**SELECTED EXTRACT**.
# # #
Digital consultation tools needed for the future, webinar discusses

Digital consultation tools can help developers and councils to establish a two-way conversation with residents and are “becoming the norm”, the latest Voice of Authority webinar has heard.

Two town hall officers who have harnessed the power of online engagement with their communities discussed how they have listened to opinions, started meaningful conversation on projects, and reduced long-term costs by taking on board what people say.

They were joined on the webinar by Mike Saunders, chief executive and co-founder of Commonplace, which provides a comprehensive online consultation platform to cities, councils and developers around the country.

He explained how digital tools can build trust in a project, bring communities closer to decision-makers, and provide insight to a scheme, as well as being run alongside traditional face-to-face consultation methods.

“You can move people from gut reactions they have to new plans to a place where they might not necessarily agree with everything but they want to have a constructive conversation”, he said.

Paula Ellis, corporate engagement manager for the Liverpool City Region Combined Authority, told how a Commonplace platform has been providing vital information on how key workers have been travelling to and from work during the coronavirus pandemic. “The future is digital engagement, and it is here to stay”, she said, adding it was “becoming the norm”.

“Social media is key. Traditional emails and phone conversations are a lot slower in reaching the public.”
# # #
**AVAILABLE DATA**.
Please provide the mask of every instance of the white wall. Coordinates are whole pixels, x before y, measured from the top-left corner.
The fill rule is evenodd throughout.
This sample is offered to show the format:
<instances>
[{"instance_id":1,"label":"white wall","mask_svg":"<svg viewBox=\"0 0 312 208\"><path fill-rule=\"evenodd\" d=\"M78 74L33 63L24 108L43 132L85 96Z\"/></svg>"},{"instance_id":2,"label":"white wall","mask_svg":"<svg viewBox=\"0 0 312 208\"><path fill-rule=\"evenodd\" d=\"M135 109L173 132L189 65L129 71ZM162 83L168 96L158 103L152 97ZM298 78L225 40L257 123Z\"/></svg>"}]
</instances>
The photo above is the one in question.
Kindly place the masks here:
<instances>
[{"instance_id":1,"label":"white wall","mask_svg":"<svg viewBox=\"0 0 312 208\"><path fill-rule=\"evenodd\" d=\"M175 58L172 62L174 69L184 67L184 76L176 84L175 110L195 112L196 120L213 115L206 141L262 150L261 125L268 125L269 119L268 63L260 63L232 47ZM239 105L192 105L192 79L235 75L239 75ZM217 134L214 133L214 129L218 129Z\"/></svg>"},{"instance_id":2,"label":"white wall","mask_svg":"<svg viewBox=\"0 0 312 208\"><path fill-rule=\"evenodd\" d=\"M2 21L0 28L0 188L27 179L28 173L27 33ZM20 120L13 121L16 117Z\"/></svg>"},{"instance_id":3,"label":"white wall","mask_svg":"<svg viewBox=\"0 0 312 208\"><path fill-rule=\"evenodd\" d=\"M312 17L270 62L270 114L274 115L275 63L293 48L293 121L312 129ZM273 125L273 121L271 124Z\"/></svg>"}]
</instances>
# # #
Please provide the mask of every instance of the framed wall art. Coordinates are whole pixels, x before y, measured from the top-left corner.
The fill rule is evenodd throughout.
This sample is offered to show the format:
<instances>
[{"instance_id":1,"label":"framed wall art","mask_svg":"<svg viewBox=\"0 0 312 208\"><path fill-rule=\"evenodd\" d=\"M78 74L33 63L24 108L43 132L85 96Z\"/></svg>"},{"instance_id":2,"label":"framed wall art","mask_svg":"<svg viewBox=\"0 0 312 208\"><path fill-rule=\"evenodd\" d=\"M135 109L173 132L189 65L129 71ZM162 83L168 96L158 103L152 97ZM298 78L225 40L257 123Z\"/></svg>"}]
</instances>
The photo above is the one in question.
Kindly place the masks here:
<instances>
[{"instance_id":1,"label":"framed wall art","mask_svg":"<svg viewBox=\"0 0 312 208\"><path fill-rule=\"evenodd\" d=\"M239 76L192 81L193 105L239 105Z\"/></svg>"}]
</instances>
# # #
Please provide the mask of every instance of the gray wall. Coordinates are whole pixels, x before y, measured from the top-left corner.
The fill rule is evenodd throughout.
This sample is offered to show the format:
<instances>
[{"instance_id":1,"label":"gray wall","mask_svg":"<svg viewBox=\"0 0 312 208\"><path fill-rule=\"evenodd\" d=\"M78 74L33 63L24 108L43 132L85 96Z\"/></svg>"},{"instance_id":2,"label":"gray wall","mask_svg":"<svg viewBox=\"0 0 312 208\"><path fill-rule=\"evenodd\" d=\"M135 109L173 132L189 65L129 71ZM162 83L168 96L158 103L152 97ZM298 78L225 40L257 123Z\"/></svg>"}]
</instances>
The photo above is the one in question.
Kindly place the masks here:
# # #
**TASK TO CARRY OUT**. Can you resume the article on digital consultation tools, picking up right after its final sentence?

**RESULT OF THE EXERCISE**.
The panel discussed how up-to-date information on communities responding to a project can help to shape the conversation when presented back to people, using online tools or presenting the data on tablets during face-to-face meetings.

“If you are getting good messages, that social media will grow and grow”, said Ellis. “It makes people want to re-engage and get involved in the future.”

Saunders agreed that social media is a force that can be harnessed to positive effect: “Don’t be afraid of interaction on these channels”, he told the audience. “If you engage you will get a very positive response and if you don’t, the void will be filled by others engaging in this space.”

Mark Bland, programme manager at Mini Holland, in the London Borough of Waltham Forest, discussed how digital engagement had helped to sculpt a controversial project according to views of residents.

He said “robust” consultations were key when the authority was battling protests outside the town hall and successfully defending a Judicial Review challenge. He said: “The digital platforms helped us to do this.”

“We recognised we needed a very comprehensive and intensive engagement programme to capture the right information so the project could be fine-tuned to what the residents want”, he said.

“It gave us continual conversations with residents which is fantastic. We are only giving them information they want, and it means we have a two-way conversation.”

Bland added that “traditional methods of engagement and consultation are not defunct completely”, and said: “While using digital platforms and encouraging as many people as possible to use that, a number of people will be reached in the old traditional methods.

“It’s not a case of one size fits all, you have to adapt to get all the groups that you can.”

Ellis agreed that she did not see a totally digital future for consultation and said: “It doesn’t matter about what the technology is, the only way to reach hard-to-reach groups is to understand how to reach them.”

Toby Fox, 3Fox managing director, concluded the webinar and said: “It looks like digital consultation is here to stay, and you will be employing the platform and platforms in this way long into the future, irrespective of pandemics.”